Texto mostrado:
====================

En este punto surge una pregunta: ¿Cuál es el propósito de los cuatro evangelios? Si estudiamos la historia de la iglesia, encontramos que los evangelios fueron escritos cuando la iglesia tenía entre 20 a 30 años de existencia sobre la tierra. Sin embargo, las cosas escritas en ellos fueron previamente predicadas y enseñadas por los apóstoles a las iglesias. Primero en Jerusalén, luego Judea, después Samaria y finalmente las iglesias de los gentiles. La iglesia, como sabemos, está en la tierra con el propósito de expresar cabalmente a Jesucristo. Desde un punto de vista celestial, su única razón de ser radica en su condición de cuerpo de Cristo. Un cuerpo cuya finalidad es reproducir cada rasgo y aspecto de su Cabeza celestial. Y los evangelios son la suma total de Cristo; la plenitud de lo que la iglesia está llamada e reproducir y manifestar. Ellos no son simplemente el relato inspirado de los hechos y palabras del Señor. Si hemos comprendido profundamente el misterio de Dios, revelado al apóstol Pablo, sabremos que la iglesia es Cristo: «Porque somos miembros de su cuerpo, de su carne y sus huesos». El mismo que se manifestó entre los doce durante aquellos tres años y medio de ministerio.

====================

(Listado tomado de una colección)

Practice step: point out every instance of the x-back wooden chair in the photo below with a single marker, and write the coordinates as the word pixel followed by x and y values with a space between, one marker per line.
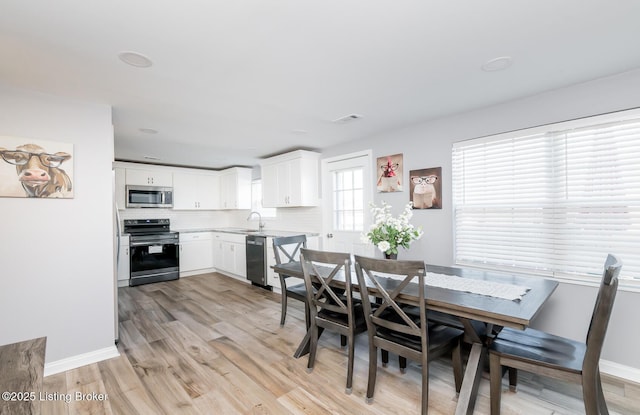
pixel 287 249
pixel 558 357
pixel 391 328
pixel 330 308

====================

Qué elaborar:
Resume en dos oraciones el texto sobre los evangelios.

Tarea resuelta:
Los cuatro evangelios se escribieron cuando la iglesia tenía entre 20 y 30 años de existencia, aunque los apóstoles ya habían predicado y enseñado antes su contenido a las iglesias. La iglesia está en la tierra para expresar cabalmente a Jesucristo como su cuerpo, y los evangelios son la suma total de Cristo, la plenitud de lo que ella está llamada a reproducir y manifestar.